**Exercise goal**.
Copy out the data below, swapping every "pixel coordinates" for "x and y positions" and changing nothing else. Leave the pictures out.

**Dataset rows**.
────────────────

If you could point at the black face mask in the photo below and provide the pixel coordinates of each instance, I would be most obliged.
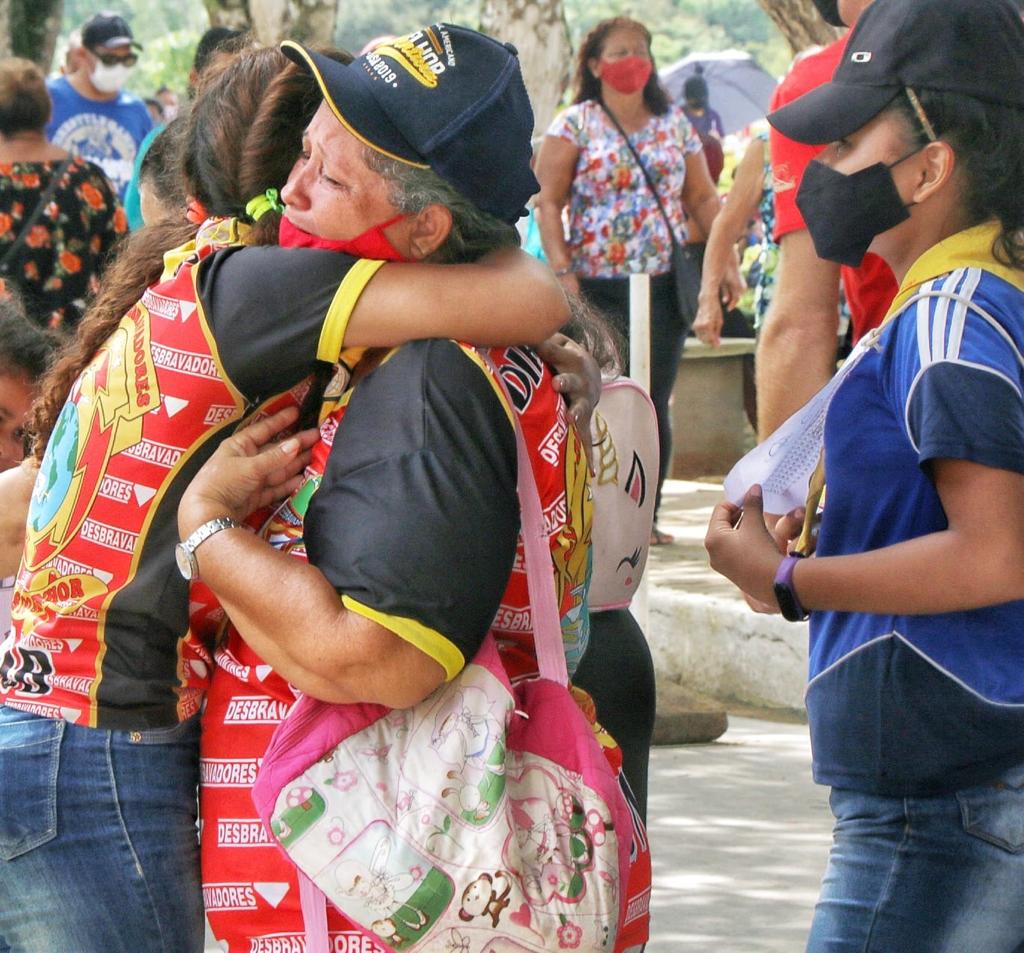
(844, 213)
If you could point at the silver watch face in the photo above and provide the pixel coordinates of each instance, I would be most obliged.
(184, 560)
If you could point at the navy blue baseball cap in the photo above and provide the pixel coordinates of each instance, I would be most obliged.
(105, 31)
(446, 98)
(972, 47)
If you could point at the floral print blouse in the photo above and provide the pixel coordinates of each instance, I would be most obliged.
(57, 263)
(615, 227)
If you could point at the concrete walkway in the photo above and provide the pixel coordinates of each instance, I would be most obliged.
(739, 837)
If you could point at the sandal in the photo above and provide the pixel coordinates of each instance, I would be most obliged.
(658, 537)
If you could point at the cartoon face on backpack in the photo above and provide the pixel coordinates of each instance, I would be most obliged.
(486, 896)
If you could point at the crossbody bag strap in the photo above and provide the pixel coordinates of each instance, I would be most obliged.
(643, 169)
(44, 201)
(540, 575)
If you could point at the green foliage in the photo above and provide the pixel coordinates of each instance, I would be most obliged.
(357, 24)
(169, 29)
(679, 27)
(28, 29)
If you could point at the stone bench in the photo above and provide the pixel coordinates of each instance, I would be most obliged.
(709, 422)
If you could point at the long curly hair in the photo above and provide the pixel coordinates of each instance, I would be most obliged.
(987, 139)
(587, 86)
(244, 133)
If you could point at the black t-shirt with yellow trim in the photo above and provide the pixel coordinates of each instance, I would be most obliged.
(416, 519)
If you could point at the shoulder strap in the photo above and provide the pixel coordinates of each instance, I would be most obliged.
(44, 201)
(643, 169)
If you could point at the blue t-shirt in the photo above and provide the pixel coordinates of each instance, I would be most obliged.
(914, 704)
(107, 133)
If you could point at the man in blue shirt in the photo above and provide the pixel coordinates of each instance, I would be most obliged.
(92, 116)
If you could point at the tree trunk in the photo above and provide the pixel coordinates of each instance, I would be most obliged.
(800, 23)
(538, 30)
(33, 29)
(314, 20)
(272, 20)
(4, 29)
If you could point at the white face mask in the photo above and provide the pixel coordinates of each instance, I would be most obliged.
(110, 79)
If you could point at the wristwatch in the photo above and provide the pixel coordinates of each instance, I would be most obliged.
(184, 553)
(785, 595)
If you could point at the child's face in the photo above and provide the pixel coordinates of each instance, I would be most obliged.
(15, 398)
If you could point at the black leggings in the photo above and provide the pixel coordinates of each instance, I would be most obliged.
(619, 673)
(668, 334)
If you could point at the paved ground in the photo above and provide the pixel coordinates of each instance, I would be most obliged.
(739, 836)
(738, 831)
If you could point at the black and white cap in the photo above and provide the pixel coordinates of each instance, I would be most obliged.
(973, 47)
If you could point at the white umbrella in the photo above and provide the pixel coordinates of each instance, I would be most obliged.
(738, 89)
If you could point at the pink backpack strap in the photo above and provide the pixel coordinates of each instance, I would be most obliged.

────────────────

**Answer below**.
If you could point at the black face mask in the photo below and provide the x and y positions of each instance, I would be most obliged.
(844, 213)
If you could point at the silver watch face in the photo above and provide the x and y positions of each instance, I would be most obliged.
(184, 560)
If you could point at the navy blue baseball cap in the photo above and provide the x and y positions of each instance, I would be most obliged.
(105, 31)
(446, 98)
(972, 47)
If you could point at the floral print blouse in the photo above and provide the x and y positions of each instance, I would be most obliged.
(57, 263)
(615, 227)
If you could point at the concrete walkway in the photo above and provide the x and y positions of each instance, I would be most obliged.
(739, 837)
If you could point at the sandal in the photo above and provide the x and y positions of each instance, I would be most obliged.
(658, 537)
If you could point at the cartoon face on backpack in the photo above and provide the x and y positions of each instance, I would be most obliged.
(486, 896)
If you could point at the crossbody bag strap in the photo above and provide the x and y positions of each instance, I would be most obliged.
(643, 169)
(44, 201)
(540, 575)
If you could point at the green foliage in the photo above and provide the x and y positions of each instance, I would be most obliged.
(357, 24)
(169, 29)
(679, 27)
(28, 29)
If you could point at the stone bench in the photo above and provide the x and y positions of each instance, I would be most obliged.
(709, 422)
If you could point at the long curly hair in the photo above and provide the x and y positions of each instance, I would be most obliged.
(987, 139)
(587, 86)
(244, 133)
If you could point at the black t-shirt with yellow trim in the photo above and provide the x and y positions of each instance, I would be most obliged.
(416, 519)
If you could point at the shoulder strap in the photo above and provide the x and y positions of each instance, I would be most obliged.
(44, 201)
(643, 169)
If you could point at the blue t-shirt in the photo above and provide the x and y positions of each instance, I would be most obliged.
(914, 704)
(107, 133)
If you could point at the man in blue shirt in the photo above and provide the x and y positions of each instance, I would be most obliged.
(92, 116)
If you could point at the tree trunk in the photo above and provide the x and y positions of each instance, I would be most obliged.
(800, 23)
(538, 30)
(33, 29)
(314, 20)
(272, 20)
(4, 29)
If you could point at the white face mask in the photo above and provide the x and y positions of each instance, I would be most obliged.
(110, 79)
If you could point at the wristwatch in the photo above and provide the x and y positions of each instance, I would be most obliged.
(184, 553)
(785, 595)
If you could point at the child's face in the photo above and provide the x and y positions of each instance, I would be most obliged.
(15, 398)
If you could point at the black leggings in the photo above and provide the x and y positions of each instance, I would be most obliged.
(619, 673)
(668, 334)
If you could point at the paved ground in the photo above and provide the x and y positions of each instance, I would be most obliged.
(739, 836)
(738, 831)
If you could point at the black and white cap in the photo above and provide the x and y positions of each instance, I would be most obliged.
(973, 47)
If you could point at the white umbrella in the photo above and provide the x and y positions of each instance, I would be most obliged.
(738, 89)
If you could point at the pink backpack strap in the photo above and provide the x and y positions of each instance, I would be most obliged.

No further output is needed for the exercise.